> **TEXT SEGMENT**

You may carefully watch how many calories and what type of fat you eat every day, and you may count grams of protein and carbohydrates. But even if you’re hitting all the right numbers, your diet might still be all wrong, according to new research. Here’s why…

It’s not just how much protein you consume, it’s when you eat it. If you’re like most Americans, you wait until the end of the day to eat the bulk of your protein and calories—be it a juicy steak, shrimp fra diavolo or a tofu stir fry. Muscle, though, is constantly repairing and rebuilding itself, and that requires protein. Keeping your hard-working muscles waiting for protein may be a mistake, according to new research.


In this study, researchers from The University of Texas Medical Branch in Galveston manipulated the diets of eight healthy adults and looked at how protein was used by the body. Each participant ate one of two different diets for seven consecutive days. Then the participants took a month-long break before eating the other diet for seven days. All meals were provided by the researchers.

Both diets provided the same amount of protein, carbohydrates, fats and calories. The difference: Most of the protein for the day was served at dinner in one of the diets. In the other, the protein was evenly spread out among breakfast, lunch and dinner.

The participants ate about 90 grams of protein each day. That’s about 50% more than the currently recommended daily dietary allowance, but it’s in line with how much protein the average American eats. (Besides, some nutritionists and researchers, including those who did this study, believe that the current recommended allowance of protein is too low.)

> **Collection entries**
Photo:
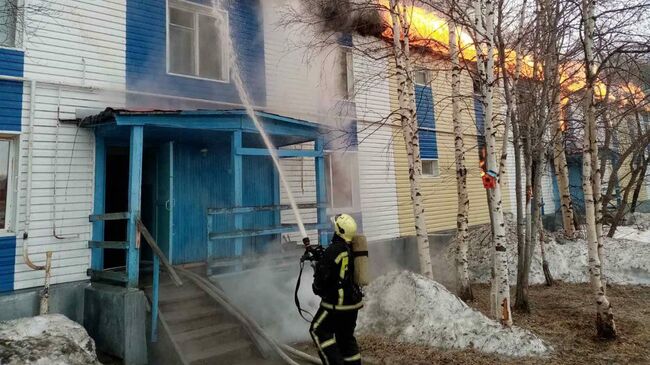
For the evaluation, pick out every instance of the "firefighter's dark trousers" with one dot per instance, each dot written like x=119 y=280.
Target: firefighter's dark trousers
x=333 y=334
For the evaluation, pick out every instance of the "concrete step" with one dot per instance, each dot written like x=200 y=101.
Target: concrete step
x=190 y=304
x=218 y=353
x=181 y=294
x=179 y=315
x=221 y=331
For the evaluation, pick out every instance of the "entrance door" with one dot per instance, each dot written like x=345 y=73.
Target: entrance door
x=165 y=199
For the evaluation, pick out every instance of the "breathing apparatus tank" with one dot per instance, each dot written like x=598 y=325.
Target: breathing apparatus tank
x=360 y=252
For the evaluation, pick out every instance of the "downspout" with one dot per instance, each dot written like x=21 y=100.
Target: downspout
x=28 y=206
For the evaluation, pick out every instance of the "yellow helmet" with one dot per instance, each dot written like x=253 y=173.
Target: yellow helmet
x=345 y=226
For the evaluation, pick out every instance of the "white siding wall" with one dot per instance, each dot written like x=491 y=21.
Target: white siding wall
x=376 y=164
x=300 y=82
x=76 y=42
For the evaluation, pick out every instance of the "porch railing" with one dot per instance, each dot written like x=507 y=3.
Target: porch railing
x=237 y=235
x=121 y=276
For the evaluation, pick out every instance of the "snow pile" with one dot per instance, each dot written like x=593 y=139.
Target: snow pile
x=413 y=309
x=45 y=340
x=625 y=261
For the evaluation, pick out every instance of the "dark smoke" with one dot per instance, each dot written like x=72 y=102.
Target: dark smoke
x=347 y=16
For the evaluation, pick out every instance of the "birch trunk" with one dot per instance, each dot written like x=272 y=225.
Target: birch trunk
x=605 y=325
x=501 y=286
x=462 y=218
x=408 y=120
x=561 y=168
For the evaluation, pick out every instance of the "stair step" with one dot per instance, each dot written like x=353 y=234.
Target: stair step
x=224 y=353
x=181 y=294
x=229 y=329
x=183 y=314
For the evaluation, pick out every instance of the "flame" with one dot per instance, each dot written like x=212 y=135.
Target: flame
x=429 y=30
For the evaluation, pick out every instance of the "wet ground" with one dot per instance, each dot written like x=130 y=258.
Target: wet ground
x=563 y=315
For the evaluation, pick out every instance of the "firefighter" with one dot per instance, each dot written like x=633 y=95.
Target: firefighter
x=332 y=328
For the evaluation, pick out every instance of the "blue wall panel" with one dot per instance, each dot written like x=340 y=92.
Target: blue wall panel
x=11 y=92
x=7 y=263
x=258 y=176
x=200 y=182
x=426 y=119
x=146 y=68
x=479 y=114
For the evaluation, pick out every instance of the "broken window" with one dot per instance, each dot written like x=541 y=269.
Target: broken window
x=347 y=74
x=197 y=42
x=8 y=19
x=341 y=176
x=6 y=183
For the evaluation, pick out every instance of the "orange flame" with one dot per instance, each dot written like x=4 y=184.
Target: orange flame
x=427 y=29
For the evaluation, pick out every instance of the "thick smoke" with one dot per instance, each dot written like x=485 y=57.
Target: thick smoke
x=347 y=16
x=267 y=295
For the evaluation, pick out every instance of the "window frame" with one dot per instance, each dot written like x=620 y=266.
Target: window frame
x=427 y=83
x=354 y=183
x=11 y=207
x=18 y=29
x=347 y=60
x=196 y=10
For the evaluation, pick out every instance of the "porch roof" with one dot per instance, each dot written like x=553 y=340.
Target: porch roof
x=212 y=120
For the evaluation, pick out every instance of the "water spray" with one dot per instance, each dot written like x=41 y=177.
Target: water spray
x=246 y=102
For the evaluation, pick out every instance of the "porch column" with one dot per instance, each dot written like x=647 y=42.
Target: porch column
x=238 y=188
x=321 y=188
x=135 y=194
x=99 y=202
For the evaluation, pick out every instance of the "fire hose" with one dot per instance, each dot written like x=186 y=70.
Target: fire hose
x=257 y=333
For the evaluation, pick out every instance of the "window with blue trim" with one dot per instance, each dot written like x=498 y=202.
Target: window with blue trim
x=426 y=123
x=7 y=188
x=8 y=20
x=197 y=41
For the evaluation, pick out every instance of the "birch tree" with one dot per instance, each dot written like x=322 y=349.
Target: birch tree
x=408 y=121
x=605 y=325
x=484 y=26
x=462 y=218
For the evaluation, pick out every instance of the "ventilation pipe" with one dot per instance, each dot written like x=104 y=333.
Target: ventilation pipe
x=44 y=306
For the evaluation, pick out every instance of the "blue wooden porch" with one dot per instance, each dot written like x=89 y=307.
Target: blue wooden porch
x=202 y=183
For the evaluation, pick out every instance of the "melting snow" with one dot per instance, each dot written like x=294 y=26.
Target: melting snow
x=45 y=340
x=413 y=309
x=626 y=261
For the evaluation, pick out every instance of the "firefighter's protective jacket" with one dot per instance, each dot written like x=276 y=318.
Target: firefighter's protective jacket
x=333 y=278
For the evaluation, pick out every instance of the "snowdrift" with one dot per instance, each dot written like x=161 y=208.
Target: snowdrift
x=413 y=309
x=45 y=340
x=626 y=258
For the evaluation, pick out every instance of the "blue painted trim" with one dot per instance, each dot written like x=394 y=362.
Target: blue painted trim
x=280 y=153
x=12 y=63
x=154 y=299
x=426 y=119
x=277 y=215
x=264 y=232
x=99 y=205
x=7 y=263
x=238 y=188
x=135 y=196
x=321 y=190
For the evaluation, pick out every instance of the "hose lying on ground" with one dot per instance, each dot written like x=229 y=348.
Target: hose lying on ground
x=302 y=355
x=251 y=326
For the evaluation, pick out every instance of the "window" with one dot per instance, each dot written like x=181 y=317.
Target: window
x=421 y=77
x=8 y=19
x=340 y=171
x=197 y=42
x=6 y=182
x=347 y=74
x=426 y=123
x=430 y=168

> **TASKS AND EXERCISES**
A - Retype the passage of the protein-timing article between "It’s not just" and "by the researchers.", inclusive.
B - In the protein-timing article, roughly how many grams of protein did the participants eat each day?
The records have nothing to do with what is asked here.

> **RESPONSES TO THE EXERCISE**
A -
It’s not just how much protein you consume, it’s when you eat it. If you’re like most Americans, you wait until the end of the day to eat the bulk of your protein and calories—be it a juicy steak, shrimp fra diavolo or a tofu stir fry. Muscle, though, is constantly repairing and rebuilding itself, and that requires protein. Keeping your hard-working muscles waiting for protein may be a mistake, according to new research.


In this study, researchers from The University of Texas Medical Branch in Galveston manipulated the diets of eight healthy adults and looked at how protein was used by the body. Each participant ate one of two different diets for seven consecutive days. Then the participants took a month-long break before eating the other diet for seven days. All meals were provided by the researchers.

B - About 90 grams.